-- start --
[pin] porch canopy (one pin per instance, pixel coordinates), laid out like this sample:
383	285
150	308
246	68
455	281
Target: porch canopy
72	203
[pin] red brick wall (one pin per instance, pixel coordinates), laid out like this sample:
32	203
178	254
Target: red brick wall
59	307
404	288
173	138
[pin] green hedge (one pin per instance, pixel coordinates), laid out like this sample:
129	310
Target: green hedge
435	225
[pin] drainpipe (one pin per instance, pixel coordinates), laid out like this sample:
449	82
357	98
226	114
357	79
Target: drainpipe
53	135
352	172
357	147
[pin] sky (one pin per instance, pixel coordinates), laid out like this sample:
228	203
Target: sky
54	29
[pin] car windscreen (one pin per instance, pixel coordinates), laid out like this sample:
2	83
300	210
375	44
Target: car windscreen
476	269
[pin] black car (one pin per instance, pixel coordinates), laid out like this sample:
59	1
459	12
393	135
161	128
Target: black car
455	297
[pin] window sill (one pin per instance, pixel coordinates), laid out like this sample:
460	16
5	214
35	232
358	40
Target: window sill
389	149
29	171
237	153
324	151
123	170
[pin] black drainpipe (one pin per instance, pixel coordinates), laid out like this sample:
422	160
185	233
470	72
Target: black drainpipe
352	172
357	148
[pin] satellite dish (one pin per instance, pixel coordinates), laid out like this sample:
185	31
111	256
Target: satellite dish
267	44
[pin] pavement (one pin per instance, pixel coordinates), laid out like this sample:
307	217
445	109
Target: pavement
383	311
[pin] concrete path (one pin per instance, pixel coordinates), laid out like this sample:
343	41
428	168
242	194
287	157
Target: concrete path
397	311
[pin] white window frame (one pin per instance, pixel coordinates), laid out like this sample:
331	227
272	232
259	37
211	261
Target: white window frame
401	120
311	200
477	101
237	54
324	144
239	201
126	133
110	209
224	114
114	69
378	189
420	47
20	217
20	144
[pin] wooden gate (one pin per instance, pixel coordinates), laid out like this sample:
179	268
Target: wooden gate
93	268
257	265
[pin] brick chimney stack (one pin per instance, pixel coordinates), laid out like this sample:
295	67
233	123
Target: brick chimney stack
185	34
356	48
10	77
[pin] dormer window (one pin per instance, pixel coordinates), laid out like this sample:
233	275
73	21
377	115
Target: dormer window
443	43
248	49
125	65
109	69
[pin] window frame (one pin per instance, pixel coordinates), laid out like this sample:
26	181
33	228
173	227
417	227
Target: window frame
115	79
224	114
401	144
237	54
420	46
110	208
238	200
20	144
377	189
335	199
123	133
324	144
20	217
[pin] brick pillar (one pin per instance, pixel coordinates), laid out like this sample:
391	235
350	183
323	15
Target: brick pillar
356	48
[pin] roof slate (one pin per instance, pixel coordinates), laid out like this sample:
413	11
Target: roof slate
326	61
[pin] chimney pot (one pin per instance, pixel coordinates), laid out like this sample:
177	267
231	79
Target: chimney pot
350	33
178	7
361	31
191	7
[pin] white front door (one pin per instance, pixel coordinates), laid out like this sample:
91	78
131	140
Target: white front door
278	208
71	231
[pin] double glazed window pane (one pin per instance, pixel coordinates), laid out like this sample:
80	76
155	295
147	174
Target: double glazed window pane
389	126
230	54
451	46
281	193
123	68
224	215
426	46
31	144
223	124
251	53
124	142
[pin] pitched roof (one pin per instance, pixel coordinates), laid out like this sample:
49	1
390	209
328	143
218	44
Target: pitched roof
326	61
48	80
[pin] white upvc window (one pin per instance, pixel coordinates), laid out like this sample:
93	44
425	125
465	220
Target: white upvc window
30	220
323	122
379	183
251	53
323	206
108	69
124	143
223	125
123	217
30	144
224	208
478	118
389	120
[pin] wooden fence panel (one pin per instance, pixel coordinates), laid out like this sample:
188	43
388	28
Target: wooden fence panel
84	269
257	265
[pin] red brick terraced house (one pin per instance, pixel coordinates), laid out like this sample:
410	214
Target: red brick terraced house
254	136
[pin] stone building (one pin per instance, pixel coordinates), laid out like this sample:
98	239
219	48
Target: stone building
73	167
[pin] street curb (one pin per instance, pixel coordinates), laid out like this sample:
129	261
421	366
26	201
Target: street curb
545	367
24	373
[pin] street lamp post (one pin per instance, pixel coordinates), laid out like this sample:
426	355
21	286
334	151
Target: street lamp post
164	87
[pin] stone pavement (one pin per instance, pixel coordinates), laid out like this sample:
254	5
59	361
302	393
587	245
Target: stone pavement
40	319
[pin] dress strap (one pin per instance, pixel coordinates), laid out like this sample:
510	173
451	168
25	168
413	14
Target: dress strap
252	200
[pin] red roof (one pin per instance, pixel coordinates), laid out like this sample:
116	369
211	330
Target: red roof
-- end --
_STATED GOAL_
Copy all of the data exactly.

_RESULT FOR THIS EXERCISE_
[pin] porch canopy (one pin per instance, pixel coordinates), laid out like this sample:
383	285
150	308
246	68
455	281
Target: porch canopy
72	203
[pin] red brick wall (one pin per instance, pixel coordinates), laid out like this sample:
32	203
178	254
Target: red brick wall
59	307
404	288
173	138
[pin] green hedge (one pin per instance, pixel coordinates), laid out like this sample:
129	310
Target: green hedge
435	225
[pin] drainpipe (one pin per instance, pixel coordinates), laid out like this sample:
449	82
357	98
226	114
357	79
Target: drainpipe
53	135
352	172
357	147
[pin] sky (one pin per instance, pixel coordinates), laid out like this sample:
228	203
Target: sky
54	29
[pin] car windscreen (one pin per instance, pixel coordinates), laid out like this sample:
2	83
300	210
375	44
Target: car windscreen
476	269
[pin] black car (one pin per instance, pixel coordinates), laid out like this sample:
59	1
459	12
393	135
161	128
Target: black car
455	297
[pin] window sill (one pin per instance, pixel coordinates), laid out like this sample:
460	16
5	214
35	232
358	40
Target: window sill
389	149
29	171
237	153
324	151
123	170
[pin] black drainpipe (one pin per instance, pixel coordinates), laid out like this sample:
422	160
185	233
470	72
Target: black drainpipe
352	172
357	148
[pin] satellite dish (one pin per instance, pixel coordinates), laid out like this sample:
185	31
111	256
Target: satellite dish
267	44
[pin] pavement (one pin per instance, pixel coordinates), laid out like this sample:
307	217
445	109
Target: pavement
383	311
[pin] concrete path (one pin per instance, pixel coordinates), laid out like this sample:
343	41
428	168
242	194
287	157
Target: concrete path
397	311
[pin] white window frame (one pin per instance, pixel coordinates), laid out like this sample:
331	227
272	232
259	37
211	261
Target: white window frame
401	120
311	200
477	101
237	54
324	144
239	201
126	133
110	209
224	114
114	69
378	189
420	47
20	217
20	144
[pin] wooden gate (one pin per instance, pixel coordinates), laid out like this sample:
179	268
Target: wooden gate
93	268
257	265
[pin] brick chimney stack (one pin per instance, pixel coordinates), laid out like this sample:
295	67
233	123
Target: brick chimney stack
185	34
356	48
10	77
[pin] dormer window (one pin per instance, pixel coordinates), laid out like this sample:
233	275
73	21
377	115
Target: dormer window
443	43
248	49
125	65
109	69
[pin] window frame (one pin per instance, pixel coordinates), laid out like this sample:
26	181
33	228
173	227
417	227
Target: window frame
115	79
224	114
401	144
237	54
420	46
110	208
238	200
20	144
377	189
335	199
123	133
324	144
20	217
[pin] brick pillar (one pin per instance, pixel coordinates), laid out like this sample:
391	235
350	183
323	15
Target: brick pillar
356	48
[pin] roof slate (one pin per instance, pixel coordinates), laid out like this sample:
413	11
Target: roof slate
326	61
[pin] chimney pot (one pin per instance, pixel coordinates), laid out like this sample:
177	267
231	79
Target: chimney pot
350	33
178	7
361	31
191	7
[pin] white front door (one pin per instance, pixel coordinates), laid out like this sample:
91	78
131	140
Target: white front door
278	208
71	231
[pin] double glazed window pane (one pin per instance, pixel coordinates), laid out like this sample:
80	76
155	295
147	174
Target: double glazed window pane
389	126
230	54
451	46
281	193
123	68
224	215
426	46
31	144
223	124
251	53
124	142
[pin] pitched roof (one pin per instance, pixel coordinates), laid out like this sample:
49	1
390	209
328	143
218	44
Target: pitched roof
326	61
48	80
[pin] white upvc window (one pin per instance, pixel coordinates), laid out like this sample:
93	44
425	125
465	220
Target: white upvc window
30	220
323	122
379	183
251	53
323	206
108	69
124	143
223	125
123	217
30	144
224	208
478	118
389	120
[pin] wooden fence panel (one pin per instance, pixel coordinates), laid out like this sample:
188	43
388	28
Target: wooden fence panel
84	269
257	265
[pin] red brick terraced house (one pin per instance, pixel coordinates), laid out like this sample:
410	214
Target: red brick terraced house
254	136
[pin] stone building (one pin per instance, pixel coordinates), laid out like this sample:
98	239
219	48
Target: stone building
73	167
[pin] street curb (one pin per instance, pixel coordinates), laid out like this sample:
129	261
421	366
26	201
Target: street curb
545	367
24	373
[pin] street lamp post (one pin per instance, pixel coordinates), laid out like this sample:
426	355
21	286
334	151
Target: street lamp post
164	87
[pin] stone pavement (one pin per instance, pixel coordinates), laid out like this sample:
254	5
59	361
302	393
587	245
Target: stone pavement
40	319
[pin] dress strap (one pin per instance, pixel coordinates), laid out like this sample:
510	173
451	168
25	168
413	14
Target: dress strap
252	200
[pin] red roof (one pin per instance, pixel coordinates), laid out like this sample:
116	369
211	330
Target: red roof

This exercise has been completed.